## Exercise set
- a) In the thread on hypomelanistic corn snakes, condense the paragraph beginning "well, with hypo, basically" into a brief list that keeps its main facts.
- b) Tally the lines of the listing that contain the string "brown", treating uppercase and lowercase as different, and give only the number.

## Page extract
================================

# Hypomel



## Gecko_guy (Feb 28, 2007)

Is there such a thing as a hypomelenistic corn snake. If so what does it look like?


----------



## cornmorphs (Jan 28, 2005)

there is indeed..
this is a hypo motley male


----------



## Gecko_guy (Feb 28, 2007)

mmm, very nice. Which morphs do you need to have to breed them?


----------



## cornmorphs (Jan 28, 2005)

well, with hypo, basically its a normal corn but with a layer of black taken away.. this is called melanin.. thats why its hypomelanistic, meaning less black..
but, despite effectively being a normal, you can do a lot with them, they are very useful for making new morphs.


----------



## Gecko_guy (Feb 28, 2007)

So it's in between a normal and an amelenistic?


----------



## Ssthisto (Aug 31, 2006)

Sort of. 

A "Hypomelanistic" corn snake is an actual simple single recessive, so in order to get a real Hypo you need two parents that carry hypo.


----------



## Lostcorn (Dec 12, 2005)

Our Hypo het lavender


----------



## cornmorphs (Jan 28, 2005)

Ssthisto said:


> Sort of.
> 
> A "Hypomelanistic" corn snake is an actual simple single recessive, so in order to get a real Hypo you need two parents that carry hypo.


ah i was just trying to go the easy route


----------



## Ssthisto (Aug 31, 2006)

tokay_gecko_guy said:


> mmm, very nice. Which morphs do you need to have to breed them?


You could breed hypos from the following:

Normal het hypo X normal het hypo (about 25% will be hypo)
Hypo X hypo = 100% hypo
Hypo X ghost = 100% hypo het anerythristic
Hypo X phantom = 100% hypo het charcoal
Ghost X phantom = 100% hypo het charcoal and anery
Coral Snow X Hypo = 100% hypo het amel, anery

And so on.

The common thread is that both animals need to carry hypo... and that if you want a visual hypo that isn't visual something else (like a ghost) you can't breed two animals that carry the same not-hypo morph.


----------

================================

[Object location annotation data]
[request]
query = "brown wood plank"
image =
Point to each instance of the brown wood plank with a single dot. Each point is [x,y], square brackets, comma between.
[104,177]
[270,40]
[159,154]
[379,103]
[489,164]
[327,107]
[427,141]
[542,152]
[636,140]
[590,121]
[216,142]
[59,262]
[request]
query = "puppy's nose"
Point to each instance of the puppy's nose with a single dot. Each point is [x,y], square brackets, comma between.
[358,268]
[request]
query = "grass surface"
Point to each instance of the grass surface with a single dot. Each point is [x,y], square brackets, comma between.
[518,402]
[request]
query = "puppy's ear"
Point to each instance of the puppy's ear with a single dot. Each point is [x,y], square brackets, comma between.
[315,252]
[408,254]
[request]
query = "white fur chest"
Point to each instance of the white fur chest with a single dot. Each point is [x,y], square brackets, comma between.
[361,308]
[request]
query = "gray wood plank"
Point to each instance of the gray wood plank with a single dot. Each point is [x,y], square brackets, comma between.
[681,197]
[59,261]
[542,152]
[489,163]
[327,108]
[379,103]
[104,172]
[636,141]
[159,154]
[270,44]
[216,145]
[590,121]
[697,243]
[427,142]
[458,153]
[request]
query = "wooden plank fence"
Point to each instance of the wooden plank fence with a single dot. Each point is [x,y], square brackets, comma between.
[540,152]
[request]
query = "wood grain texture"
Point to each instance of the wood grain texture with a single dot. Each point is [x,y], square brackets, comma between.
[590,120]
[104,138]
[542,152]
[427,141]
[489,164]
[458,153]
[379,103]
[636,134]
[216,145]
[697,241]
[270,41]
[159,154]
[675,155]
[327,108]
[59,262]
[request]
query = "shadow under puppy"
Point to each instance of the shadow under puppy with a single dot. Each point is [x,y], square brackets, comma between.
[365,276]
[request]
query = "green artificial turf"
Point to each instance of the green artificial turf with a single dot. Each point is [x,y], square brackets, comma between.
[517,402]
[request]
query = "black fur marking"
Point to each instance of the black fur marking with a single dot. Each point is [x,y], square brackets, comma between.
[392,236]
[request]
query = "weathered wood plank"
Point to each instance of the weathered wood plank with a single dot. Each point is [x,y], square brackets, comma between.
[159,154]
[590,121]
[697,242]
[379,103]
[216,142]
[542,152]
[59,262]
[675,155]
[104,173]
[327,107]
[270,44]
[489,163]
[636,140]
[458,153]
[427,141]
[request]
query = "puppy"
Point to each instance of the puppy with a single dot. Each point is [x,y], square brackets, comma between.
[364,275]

================================

## Responses to the exercise
- a)
- A hypo is basically a normal corn snake with a layer of black, called melanin, taken away.
- That is why it is called hypomelanistic, meaning "less black."
- Although it is effectively a normal, it is very useful for making new morphs.

- b) 2